_WHAT IS EXPECTED_
Please print the data again exactly as given.
====== DATA RECORDS ======
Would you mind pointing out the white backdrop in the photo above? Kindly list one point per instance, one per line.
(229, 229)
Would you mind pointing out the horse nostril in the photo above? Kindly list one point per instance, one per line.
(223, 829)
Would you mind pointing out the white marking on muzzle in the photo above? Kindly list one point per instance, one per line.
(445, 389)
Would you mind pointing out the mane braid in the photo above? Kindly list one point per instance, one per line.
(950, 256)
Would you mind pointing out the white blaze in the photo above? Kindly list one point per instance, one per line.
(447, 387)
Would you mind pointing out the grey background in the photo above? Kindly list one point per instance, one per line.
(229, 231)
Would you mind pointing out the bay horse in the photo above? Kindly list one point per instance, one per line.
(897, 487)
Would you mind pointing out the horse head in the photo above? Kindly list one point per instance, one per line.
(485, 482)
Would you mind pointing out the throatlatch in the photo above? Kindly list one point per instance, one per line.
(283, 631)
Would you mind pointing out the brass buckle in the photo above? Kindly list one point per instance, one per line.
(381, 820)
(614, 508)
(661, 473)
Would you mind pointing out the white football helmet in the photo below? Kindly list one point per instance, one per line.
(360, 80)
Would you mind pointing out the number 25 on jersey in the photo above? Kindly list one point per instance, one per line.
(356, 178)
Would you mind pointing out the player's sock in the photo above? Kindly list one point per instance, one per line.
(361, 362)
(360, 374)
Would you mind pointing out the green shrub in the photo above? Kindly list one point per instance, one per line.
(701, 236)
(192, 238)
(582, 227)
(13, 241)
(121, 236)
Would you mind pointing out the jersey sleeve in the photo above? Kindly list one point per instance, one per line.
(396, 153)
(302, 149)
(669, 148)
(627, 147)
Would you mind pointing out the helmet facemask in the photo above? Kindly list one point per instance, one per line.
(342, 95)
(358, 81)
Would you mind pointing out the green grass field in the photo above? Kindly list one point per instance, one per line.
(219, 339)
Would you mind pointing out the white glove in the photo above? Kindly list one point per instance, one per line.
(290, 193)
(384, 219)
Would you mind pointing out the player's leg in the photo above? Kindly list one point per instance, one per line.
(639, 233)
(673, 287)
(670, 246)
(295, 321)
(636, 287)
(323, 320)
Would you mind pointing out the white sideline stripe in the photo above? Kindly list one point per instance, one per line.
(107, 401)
======
_ANSWER TO THE EXERCISE_
Would you mind pointing out the white backdrop in the photo above? Kindly list one point per instance, one per line.
(229, 229)
Would you mind pointing out the horse nostril in the photo above? Kindly list one point per instance, one per line.
(223, 829)
Would you mind pointing out the white marking on muzzle in the photo above? Kindly list one point per instance, one per line.
(445, 389)
Would you mind pointing out the mane braid in the photo above? Kindly list one point per instance, one per line.
(950, 256)
Would you mind pointing out the white blaze in the photo above? Kindly list one point per instance, one per line.
(447, 387)
Would you mind pointing out the grey background in the photo above? Kindly list one point per instance, one per line.
(229, 231)
Would you mind pointing out the bay horse in the photo above? Kindly list one point per instance, one per line.
(897, 487)
Would you mind pointing out the horse head in the photo above? Kindly list one point per instance, one per line.
(485, 482)
Would you mind pointing out the throatlatch in the photo above? Kindly list one point per instance, one per line.
(283, 631)
Would you mind pointing out the brass buckle in the photo above? Kindly list one point per instance, one per line.
(381, 820)
(614, 508)
(661, 473)
Would you mind pointing out the white football helmet in the photo below? Kindly list one point per instance, one per line.
(360, 80)
Would you mind pointing out the number 25 on jersey in the photo above? Kindly list one point per instance, one per line.
(356, 178)
Would you mind pointing out the player's sock in the photo above? Kindly list one point per instance, one per line.
(361, 362)
(360, 374)
Would you mind pointing out the green shrub in the photo above? Kindly list one point per instance, one per line.
(701, 236)
(192, 238)
(582, 227)
(13, 241)
(121, 236)
Would you mind pointing out the jersey sleeve in the photo above? Kindly list one point per instance, one per line.
(396, 153)
(302, 149)
(669, 148)
(627, 147)
Would you mind pointing out the helmet facemask in the photo above? Kindly list one point per instance, one per line.
(342, 95)
(358, 81)
Would you mind pointing out the green grass field in the photo above? Kindly list one point per instance, one per line.
(219, 339)
Would you mind pointing out the white glove in the photo above? Kindly list one point per instance, one per line.
(290, 193)
(384, 219)
Would you mind pointing out the player's leg in the photo above? Kindly list one point per instance, one per line.
(639, 233)
(673, 287)
(670, 246)
(295, 321)
(636, 287)
(323, 320)
Would you mind pointing out the white sideline stripe in the photo above? Kindly list one point per instance, one per line.
(107, 401)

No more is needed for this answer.